- **Assigned task**
Nothing but a number belongs in the answer: how many lines of the records below contain the string "brown".

• • • •

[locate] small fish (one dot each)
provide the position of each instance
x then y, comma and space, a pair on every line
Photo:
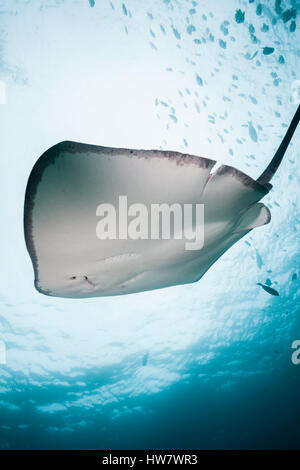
145, 359
259, 260
268, 289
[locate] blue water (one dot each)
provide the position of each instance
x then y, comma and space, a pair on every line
207, 365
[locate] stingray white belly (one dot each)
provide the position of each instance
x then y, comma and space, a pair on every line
71, 179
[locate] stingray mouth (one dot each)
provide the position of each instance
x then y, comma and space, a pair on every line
85, 278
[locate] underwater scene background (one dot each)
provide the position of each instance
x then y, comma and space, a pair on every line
201, 366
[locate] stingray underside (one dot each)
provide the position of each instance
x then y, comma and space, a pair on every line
71, 179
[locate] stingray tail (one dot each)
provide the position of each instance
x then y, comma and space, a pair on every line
271, 169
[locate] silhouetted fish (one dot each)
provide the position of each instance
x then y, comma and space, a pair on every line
268, 289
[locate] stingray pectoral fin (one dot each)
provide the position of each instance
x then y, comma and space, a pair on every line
254, 216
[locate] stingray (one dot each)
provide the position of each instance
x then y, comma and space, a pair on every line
70, 180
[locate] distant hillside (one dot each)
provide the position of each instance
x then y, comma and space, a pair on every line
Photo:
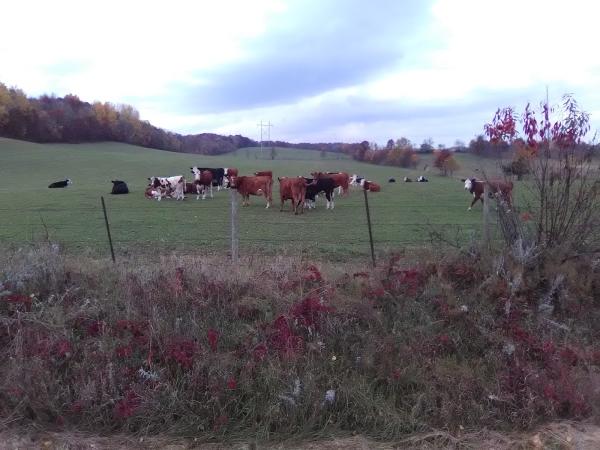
68, 119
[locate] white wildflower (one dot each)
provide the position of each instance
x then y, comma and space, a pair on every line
329, 397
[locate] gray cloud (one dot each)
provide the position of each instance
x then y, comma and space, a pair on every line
315, 47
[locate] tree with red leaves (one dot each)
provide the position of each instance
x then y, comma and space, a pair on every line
566, 189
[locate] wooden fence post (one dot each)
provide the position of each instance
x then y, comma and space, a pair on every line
112, 252
486, 215
369, 225
234, 226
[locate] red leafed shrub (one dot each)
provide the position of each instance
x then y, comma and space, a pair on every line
312, 274
95, 328
220, 422
282, 338
569, 356
260, 352
231, 383
309, 311
360, 275
408, 281
126, 407
375, 294
461, 274
63, 348
17, 299
124, 351
182, 351
135, 328
213, 339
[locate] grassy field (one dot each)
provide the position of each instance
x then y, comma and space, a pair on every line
403, 214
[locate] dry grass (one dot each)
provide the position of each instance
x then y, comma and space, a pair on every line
423, 352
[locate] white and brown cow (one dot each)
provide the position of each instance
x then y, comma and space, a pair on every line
174, 186
500, 189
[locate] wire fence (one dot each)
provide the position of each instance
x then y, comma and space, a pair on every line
151, 226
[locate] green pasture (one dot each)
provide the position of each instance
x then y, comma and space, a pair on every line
403, 214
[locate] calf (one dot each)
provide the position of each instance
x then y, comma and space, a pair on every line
294, 189
356, 180
155, 192
314, 187
218, 175
59, 184
119, 187
247, 186
371, 186
498, 188
342, 180
202, 181
228, 173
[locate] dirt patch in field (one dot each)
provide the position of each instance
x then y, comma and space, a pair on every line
563, 435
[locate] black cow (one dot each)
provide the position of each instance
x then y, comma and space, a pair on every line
58, 184
316, 186
119, 187
218, 174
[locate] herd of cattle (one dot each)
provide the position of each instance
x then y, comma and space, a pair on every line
301, 191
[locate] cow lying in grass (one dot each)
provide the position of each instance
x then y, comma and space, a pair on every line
60, 184
119, 187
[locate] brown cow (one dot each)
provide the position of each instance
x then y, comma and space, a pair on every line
229, 172
294, 189
341, 180
264, 173
202, 181
247, 186
498, 188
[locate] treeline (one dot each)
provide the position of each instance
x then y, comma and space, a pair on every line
68, 119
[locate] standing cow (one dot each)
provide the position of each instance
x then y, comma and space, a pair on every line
294, 189
247, 186
314, 187
342, 180
498, 188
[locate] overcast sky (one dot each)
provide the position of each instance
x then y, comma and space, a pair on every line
318, 70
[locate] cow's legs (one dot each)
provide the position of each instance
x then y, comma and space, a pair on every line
475, 198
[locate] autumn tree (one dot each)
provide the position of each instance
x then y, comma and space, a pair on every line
566, 190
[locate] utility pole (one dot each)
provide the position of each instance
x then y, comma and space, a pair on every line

• • • •

- **Task solution**
2